Actions to take:
(A) Please repeat the stable matching passage word for word, from "Thus, there is" up to and including "be highly desirable.".
(B) Which words or phrases does the stable matching passage set in quotation marks? List each one.
(C) In the stable matching passage, what is a pairing P called when person p would rather be paired with q, and q would rather be paired with p than with q's current mate?
*** Source extract ***
Thus, there is the risk, in some matchings, that two individuals will break their current pairing to get together. When one or both of the individuals in a pairing P, say person p, would rather be paired with someone else, q, than the person they are paired with, and q would rather be paired with p than with q's current "mate," the pairing P is called unstable (with respect to the current matching). Matchings which include unstable pairings seem to be undesirable because it makes "divorce" possible. There is no guarantee that unstable pairs will break up but the potential is there. So if we can avoid such pairs in a matching, this would seem to be highly desirable.

Starting with a random pairing, if all the pairs in this matching are stable we might be happy but we might wonder if there are unstable pairs and if we can break these pairs to get a new matching. In the example above we got rid of an unstable pairing but there is no guarantee that the new matching pairs are all "stable." In fact, it turns out that one cannot be certain that this approach results in a stable matching eventually because one can move from one new matching to another, each time breaking up an unstable pairing but eventually going around in a cycle to a matching one has been at previously.

Is there a procedure (algorithm) which starts with preference tables such as those in Figure 3 and Figure 4 and which can guarantee that when the procedure terminates we have a stable matching? The surprising and amazing answer is "yes!"
*** End of Source extract ***
*** Supplied records ***
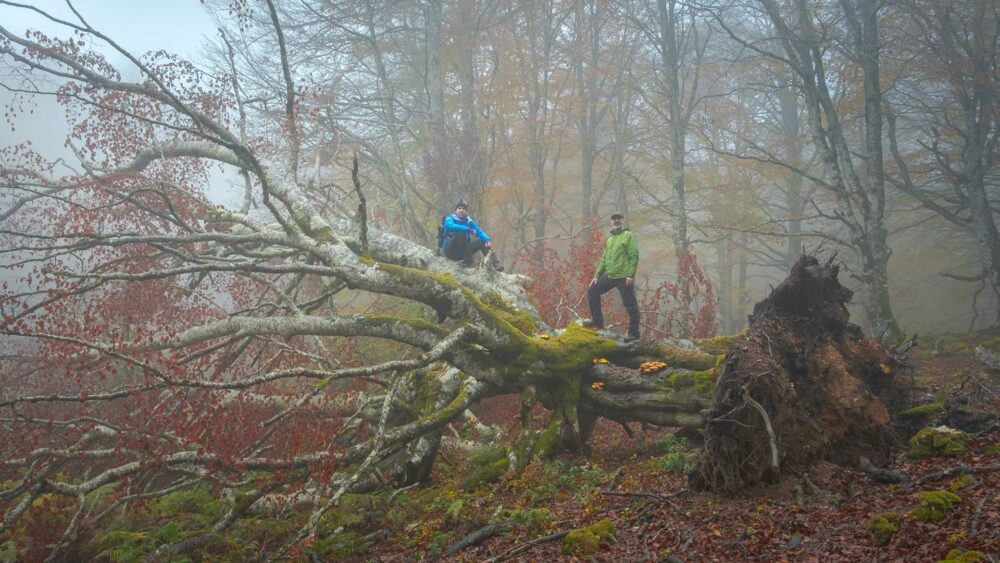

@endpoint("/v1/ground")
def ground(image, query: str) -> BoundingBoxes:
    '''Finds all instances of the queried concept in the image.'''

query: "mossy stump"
[906,426,969,459]
[562,519,616,557]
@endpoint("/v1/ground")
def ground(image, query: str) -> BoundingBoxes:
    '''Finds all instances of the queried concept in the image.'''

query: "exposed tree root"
[689,256,906,491]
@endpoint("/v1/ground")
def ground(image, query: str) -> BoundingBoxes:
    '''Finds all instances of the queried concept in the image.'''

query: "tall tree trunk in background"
[888,0,1000,312]
[363,1,431,244]
[760,0,902,339]
[573,0,605,227]
[656,0,692,337]
[455,0,488,215]
[778,79,806,269]
[848,0,901,339]
[422,0,457,210]
[513,0,557,268]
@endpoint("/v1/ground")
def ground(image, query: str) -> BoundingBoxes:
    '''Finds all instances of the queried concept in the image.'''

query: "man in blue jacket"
[441,199,503,272]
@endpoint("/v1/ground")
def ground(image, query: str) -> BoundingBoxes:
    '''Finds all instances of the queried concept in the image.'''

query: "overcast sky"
[0,0,242,204]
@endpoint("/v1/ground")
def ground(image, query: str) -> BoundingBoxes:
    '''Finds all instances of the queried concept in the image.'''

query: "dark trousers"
[444,235,489,264]
[587,276,639,337]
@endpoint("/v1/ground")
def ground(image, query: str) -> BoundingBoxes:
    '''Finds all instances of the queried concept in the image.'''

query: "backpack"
[438,215,448,250]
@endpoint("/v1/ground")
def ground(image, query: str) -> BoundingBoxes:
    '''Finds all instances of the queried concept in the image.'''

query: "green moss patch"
[563,519,615,557]
[459,457,510,491]
[479,291,536,334]
[899,401,944,417]
[938,549,983,563]
[948,473,976,493]
[910,491,962,522]
[906,426,969,459]
[868,512,899,545]
[694,331,746,356]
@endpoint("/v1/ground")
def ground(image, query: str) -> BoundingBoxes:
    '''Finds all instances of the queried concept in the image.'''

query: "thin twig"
[489,530,573,563]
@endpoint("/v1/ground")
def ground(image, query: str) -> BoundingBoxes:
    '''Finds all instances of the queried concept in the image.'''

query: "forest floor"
[362,334,1000,562]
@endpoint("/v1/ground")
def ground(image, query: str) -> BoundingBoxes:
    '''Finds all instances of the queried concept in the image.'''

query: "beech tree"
[0,7,728,557]
[0,0,920,559]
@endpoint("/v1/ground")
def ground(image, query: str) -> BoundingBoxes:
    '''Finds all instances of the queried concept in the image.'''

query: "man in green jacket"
[584,213,639,342]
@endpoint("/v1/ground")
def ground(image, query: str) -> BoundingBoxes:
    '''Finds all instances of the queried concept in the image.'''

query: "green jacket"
[594,227,639,280]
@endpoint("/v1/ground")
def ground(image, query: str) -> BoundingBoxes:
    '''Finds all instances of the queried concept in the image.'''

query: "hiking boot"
[490,252,503,272]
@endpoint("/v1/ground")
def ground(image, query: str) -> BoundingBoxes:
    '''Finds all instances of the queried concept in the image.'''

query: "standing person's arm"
[625,231,639,285]
[469,219,490,242]
[590,245,608,285]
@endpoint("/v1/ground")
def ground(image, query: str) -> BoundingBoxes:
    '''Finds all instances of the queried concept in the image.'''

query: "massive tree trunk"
[690,256,903,491]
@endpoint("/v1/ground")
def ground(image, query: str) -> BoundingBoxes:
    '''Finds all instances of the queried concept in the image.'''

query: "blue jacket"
[444,213,490,246]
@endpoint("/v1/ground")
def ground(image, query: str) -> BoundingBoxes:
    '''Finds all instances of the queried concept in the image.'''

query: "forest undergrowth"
[17,329,1000,562]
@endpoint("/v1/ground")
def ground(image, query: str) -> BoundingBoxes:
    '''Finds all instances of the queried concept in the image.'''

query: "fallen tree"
[0,11,716,559]
[0,5,912,559]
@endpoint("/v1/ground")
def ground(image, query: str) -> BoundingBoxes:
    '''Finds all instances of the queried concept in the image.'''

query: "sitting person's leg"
[469,238,503,272]
[444,235,469,262]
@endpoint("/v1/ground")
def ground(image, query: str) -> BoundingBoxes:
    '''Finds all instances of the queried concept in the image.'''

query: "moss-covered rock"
[868,512,899,545]
[948,473,976,493]
[899,401,944,417]
[563,519,615,557]
[938,549,983,563]
[910,491,962,522]
[906,426,969,459]
[459,457,510,491]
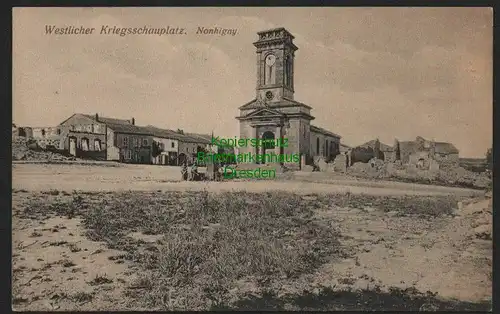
*** End of Supplied records ***
Task-by-task results:
(A)
Thus, there is the risk, in some matchings, that two individuals will break their current pairing to get together. When one or both of the individuals in a pairing P, say person p, would rather be paired with someone else, q, than the person they are paired with, and q would rather be paired with p than with q's current "mate," the pairing P is called unstable (with respect to the current matching). Matchings which include unstable pairings seem to be undesirable because it makes "divorce" possible. There is no guarantee that unstable pairs will break up but the potential is there. So if we can avoid such pairs in a matching, this would seem to be highly desirable.

(B)
- mate
- divorce
- stable
- yes!

(C) It is called unstable (with respect to the current matching).